* BEGIN Provided records *
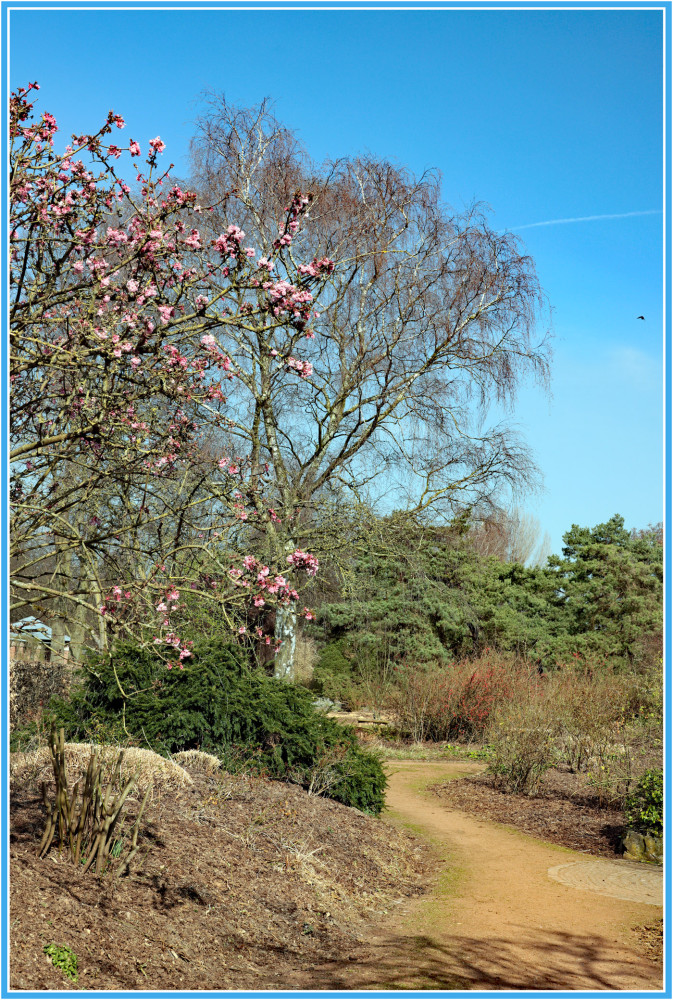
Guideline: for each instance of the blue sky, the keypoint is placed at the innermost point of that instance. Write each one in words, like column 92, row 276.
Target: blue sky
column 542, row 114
* END Provided records *
* BEGIN Provided records *
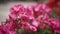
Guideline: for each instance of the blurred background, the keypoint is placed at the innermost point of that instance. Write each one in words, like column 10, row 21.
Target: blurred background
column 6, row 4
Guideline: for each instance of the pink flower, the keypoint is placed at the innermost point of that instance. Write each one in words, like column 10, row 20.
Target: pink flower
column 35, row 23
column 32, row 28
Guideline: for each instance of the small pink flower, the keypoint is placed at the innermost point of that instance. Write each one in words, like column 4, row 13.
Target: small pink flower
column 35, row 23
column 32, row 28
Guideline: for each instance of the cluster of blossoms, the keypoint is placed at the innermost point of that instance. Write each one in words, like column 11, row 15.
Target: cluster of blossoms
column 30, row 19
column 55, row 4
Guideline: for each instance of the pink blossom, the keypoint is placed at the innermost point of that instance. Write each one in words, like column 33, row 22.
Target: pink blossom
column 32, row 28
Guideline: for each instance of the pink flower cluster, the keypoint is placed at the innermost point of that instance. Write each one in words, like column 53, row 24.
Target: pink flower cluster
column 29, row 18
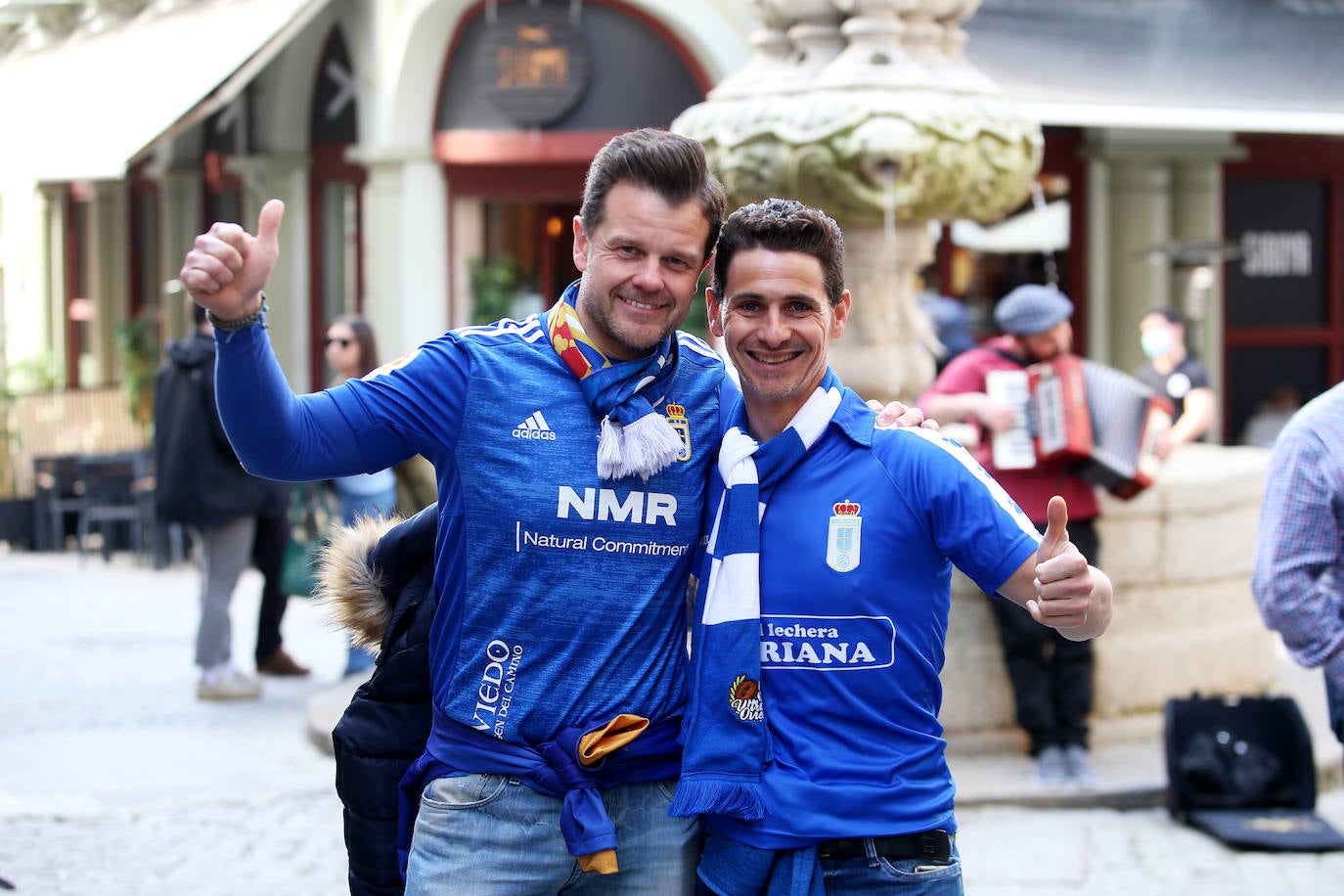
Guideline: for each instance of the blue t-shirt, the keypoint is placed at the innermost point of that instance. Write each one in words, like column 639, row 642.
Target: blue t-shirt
* END Provided records *
Exercise requirements: Rewrite the data above as a numbered list, covering only the lines from the line with "Guideline: for each instance of the cluster" to the line with "column 55, row 4", both included, and leave out any blank lines.

Expected answer:
1. Guideline: for each instance of the cluster of blossoms, the keypoint is placed at the innermost point of that instance. Write each one in words, like column 11, row 15.
2. Target: cluster of blossoms
3. column 30, row 19
4. column 55, row 4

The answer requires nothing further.